It is also common to need to refer to a set of wildcarded entry-names in a database, for example 'swissprot:*_human' refers to all the human entries in SwissProt. (Strictly, it is all the entries in SwissProt whose names end in '_human'.) A single character can be specified as wild-carded by using a '?' character.

Restrictions on accessing databases

Although specifying a complete database and specifying wildcarded entry names in a database both refer to many entries in a database and both use asterisks in the USA specification, they are implemented in the EMBOSS programs in a very different way. Reading all the entries in the database requires the program to start at the begining of the database and read each next entry in turn. Reading wildcarded entries requires an index of entry ID names and accession numbers to be available that can be queried to return the positions in the database of those entries whose names match the wildcarded specification.

Because EMBOSS is very flexible in the ways in which databases can be set up, not all databases will be searchable by all types of sequence specifications.

Databases that are set up to access (for example) a web site to return a single entry will probably not be set up to return either wildcarded entry name spcifications or complete databases (it takes a long time to transfer large databases across the Internet!)

The program showdb will give a list of the available databases, together with the ways in which they can be accessed. It will show these under the three columns, headed 'ID', 'Query and 'All'.

EXTRACTED MATERIAL →
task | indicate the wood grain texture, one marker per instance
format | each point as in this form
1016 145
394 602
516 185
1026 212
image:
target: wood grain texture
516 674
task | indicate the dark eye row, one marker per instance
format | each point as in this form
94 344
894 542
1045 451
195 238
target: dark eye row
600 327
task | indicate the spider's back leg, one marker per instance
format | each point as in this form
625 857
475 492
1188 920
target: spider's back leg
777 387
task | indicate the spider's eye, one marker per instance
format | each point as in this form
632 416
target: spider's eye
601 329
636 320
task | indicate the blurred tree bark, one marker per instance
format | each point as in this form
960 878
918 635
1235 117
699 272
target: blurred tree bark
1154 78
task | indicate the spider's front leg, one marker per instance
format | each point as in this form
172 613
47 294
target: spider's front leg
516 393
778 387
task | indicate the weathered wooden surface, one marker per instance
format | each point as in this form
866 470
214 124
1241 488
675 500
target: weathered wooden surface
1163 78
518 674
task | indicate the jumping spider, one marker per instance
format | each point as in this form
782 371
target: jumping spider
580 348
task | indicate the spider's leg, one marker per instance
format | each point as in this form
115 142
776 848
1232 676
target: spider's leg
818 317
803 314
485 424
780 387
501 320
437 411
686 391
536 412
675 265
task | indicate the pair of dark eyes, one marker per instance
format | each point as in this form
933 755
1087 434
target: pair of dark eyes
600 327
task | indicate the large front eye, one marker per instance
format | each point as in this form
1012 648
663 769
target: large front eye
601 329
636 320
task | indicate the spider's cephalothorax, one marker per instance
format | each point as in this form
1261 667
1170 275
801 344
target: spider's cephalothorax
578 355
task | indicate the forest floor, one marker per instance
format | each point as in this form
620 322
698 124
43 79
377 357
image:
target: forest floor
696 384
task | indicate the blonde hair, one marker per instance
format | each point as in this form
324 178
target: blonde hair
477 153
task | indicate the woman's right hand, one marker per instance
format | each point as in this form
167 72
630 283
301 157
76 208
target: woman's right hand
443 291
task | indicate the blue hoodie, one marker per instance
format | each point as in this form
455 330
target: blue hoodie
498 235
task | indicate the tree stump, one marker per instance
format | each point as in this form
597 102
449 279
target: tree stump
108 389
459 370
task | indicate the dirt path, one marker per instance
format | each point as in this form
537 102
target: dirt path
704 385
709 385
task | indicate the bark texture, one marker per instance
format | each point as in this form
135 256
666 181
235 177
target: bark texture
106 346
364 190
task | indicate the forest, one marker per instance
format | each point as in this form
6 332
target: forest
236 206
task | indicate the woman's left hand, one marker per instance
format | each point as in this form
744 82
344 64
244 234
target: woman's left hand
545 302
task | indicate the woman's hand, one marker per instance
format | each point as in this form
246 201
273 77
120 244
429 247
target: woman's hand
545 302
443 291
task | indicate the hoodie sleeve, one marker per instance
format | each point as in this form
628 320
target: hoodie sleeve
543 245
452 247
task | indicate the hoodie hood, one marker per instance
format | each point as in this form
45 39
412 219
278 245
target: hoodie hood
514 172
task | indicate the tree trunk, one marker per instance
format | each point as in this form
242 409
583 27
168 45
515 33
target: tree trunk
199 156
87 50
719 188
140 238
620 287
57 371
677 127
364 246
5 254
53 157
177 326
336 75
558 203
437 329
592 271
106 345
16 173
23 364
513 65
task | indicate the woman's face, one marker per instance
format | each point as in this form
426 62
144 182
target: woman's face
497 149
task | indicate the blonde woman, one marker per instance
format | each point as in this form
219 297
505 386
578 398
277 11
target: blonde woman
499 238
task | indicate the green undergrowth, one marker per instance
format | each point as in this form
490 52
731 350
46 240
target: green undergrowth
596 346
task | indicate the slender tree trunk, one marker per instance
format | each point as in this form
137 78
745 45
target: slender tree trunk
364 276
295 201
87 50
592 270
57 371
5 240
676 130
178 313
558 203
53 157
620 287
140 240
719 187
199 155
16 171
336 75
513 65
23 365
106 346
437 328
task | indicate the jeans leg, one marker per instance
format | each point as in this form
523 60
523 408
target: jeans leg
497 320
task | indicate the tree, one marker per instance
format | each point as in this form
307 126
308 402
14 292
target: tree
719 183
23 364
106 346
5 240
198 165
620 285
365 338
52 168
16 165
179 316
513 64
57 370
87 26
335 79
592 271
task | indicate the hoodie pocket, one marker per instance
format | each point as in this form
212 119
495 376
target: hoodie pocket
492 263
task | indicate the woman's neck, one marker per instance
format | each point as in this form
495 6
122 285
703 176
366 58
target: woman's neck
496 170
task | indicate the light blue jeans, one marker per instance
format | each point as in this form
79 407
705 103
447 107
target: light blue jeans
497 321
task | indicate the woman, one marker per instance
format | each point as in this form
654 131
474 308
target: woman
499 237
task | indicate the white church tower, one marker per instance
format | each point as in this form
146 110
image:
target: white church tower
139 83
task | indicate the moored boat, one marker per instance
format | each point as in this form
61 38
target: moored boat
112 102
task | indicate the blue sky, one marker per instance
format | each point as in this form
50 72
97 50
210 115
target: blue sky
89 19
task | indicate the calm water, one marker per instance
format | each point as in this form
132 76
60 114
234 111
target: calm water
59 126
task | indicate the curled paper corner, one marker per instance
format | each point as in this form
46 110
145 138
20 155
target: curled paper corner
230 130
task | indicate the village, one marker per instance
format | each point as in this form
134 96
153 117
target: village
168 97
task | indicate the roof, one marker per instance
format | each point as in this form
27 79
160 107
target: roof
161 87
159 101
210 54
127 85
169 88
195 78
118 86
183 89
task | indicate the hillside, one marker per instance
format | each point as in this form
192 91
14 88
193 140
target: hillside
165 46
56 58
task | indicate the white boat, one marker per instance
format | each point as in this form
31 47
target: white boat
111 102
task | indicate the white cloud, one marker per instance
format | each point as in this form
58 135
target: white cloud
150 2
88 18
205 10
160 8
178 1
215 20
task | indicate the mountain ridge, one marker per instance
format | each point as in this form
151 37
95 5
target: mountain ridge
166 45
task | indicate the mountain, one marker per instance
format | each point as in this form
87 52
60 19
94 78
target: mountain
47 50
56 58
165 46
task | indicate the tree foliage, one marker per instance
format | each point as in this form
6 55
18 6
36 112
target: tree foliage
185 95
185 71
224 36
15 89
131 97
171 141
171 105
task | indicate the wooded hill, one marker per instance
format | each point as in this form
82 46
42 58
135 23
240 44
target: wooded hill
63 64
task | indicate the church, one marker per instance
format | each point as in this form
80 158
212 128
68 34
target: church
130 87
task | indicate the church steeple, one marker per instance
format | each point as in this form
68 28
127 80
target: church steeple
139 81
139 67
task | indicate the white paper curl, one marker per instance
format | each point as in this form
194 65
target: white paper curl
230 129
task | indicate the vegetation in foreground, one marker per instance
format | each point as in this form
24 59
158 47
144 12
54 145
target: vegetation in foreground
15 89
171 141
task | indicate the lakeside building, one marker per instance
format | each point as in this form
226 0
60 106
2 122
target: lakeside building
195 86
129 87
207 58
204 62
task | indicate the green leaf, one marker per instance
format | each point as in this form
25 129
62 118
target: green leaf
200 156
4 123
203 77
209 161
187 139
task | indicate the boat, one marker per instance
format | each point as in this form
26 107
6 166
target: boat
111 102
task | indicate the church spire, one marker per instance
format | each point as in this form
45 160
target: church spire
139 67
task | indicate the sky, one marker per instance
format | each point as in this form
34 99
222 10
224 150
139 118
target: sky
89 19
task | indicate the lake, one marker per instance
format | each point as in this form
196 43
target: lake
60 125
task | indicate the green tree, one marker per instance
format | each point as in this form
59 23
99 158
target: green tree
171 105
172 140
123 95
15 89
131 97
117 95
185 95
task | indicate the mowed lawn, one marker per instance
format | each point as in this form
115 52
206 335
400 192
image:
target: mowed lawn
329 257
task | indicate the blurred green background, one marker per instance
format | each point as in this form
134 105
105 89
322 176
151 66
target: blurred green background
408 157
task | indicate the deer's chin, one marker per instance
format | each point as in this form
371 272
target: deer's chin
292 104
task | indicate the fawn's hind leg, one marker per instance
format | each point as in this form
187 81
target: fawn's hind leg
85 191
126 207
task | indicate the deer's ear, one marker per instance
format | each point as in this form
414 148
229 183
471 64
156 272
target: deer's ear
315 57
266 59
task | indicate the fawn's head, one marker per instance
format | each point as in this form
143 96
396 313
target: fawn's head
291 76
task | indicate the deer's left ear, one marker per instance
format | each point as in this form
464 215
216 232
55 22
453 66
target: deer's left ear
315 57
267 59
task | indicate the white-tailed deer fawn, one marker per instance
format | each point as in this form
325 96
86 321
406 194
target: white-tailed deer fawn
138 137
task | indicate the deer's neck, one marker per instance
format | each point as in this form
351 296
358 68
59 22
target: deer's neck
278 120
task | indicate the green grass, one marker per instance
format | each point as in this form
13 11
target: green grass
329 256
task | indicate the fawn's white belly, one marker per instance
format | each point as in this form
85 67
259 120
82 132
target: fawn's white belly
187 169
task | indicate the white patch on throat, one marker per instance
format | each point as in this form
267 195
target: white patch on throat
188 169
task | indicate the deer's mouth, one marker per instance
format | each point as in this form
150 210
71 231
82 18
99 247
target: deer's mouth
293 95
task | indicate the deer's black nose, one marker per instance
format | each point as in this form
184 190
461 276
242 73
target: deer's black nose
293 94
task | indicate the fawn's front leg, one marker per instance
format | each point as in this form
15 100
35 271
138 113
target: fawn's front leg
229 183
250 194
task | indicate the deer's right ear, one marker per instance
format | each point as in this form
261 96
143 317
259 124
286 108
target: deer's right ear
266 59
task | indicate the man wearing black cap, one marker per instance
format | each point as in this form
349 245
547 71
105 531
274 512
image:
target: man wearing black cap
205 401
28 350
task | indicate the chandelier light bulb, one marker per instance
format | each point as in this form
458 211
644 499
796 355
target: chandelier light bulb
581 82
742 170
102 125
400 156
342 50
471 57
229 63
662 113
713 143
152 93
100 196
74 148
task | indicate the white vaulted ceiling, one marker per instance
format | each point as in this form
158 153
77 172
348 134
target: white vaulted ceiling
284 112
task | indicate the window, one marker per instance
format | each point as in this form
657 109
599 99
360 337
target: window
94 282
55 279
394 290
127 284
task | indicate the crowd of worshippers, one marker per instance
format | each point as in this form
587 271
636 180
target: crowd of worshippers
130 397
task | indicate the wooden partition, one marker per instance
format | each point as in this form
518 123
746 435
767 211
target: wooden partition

INSTRUCTIONS FOR THE TASK → Reproduce the passage on EMBOSS databases word for word from "Restrictions on accessing" to "of sequence specifications.". The entries have nothing to do with the passage on EMBOSS databases.

REPLY →
Restrictions on accessing databases

Although specifying a complete database and specifying wildcarded entry names in a database both refer to many entries in a database and both use asterisks in the USA specification, they are implemented in the EMBOSS programs in a very different way. Reading all the entries in the database requires the program to start at the begining of the database and read each next entry in turn. Reading wildcarded entries requires an index of entry ID names and accession numbers to be available that can be queried to return the positions in the database of those entries whose names match the wildcarded specification.

Because EMBOSS is very flexible in the ways in which databases can be set up, not all databases will be searchable by all types of sequence specifications.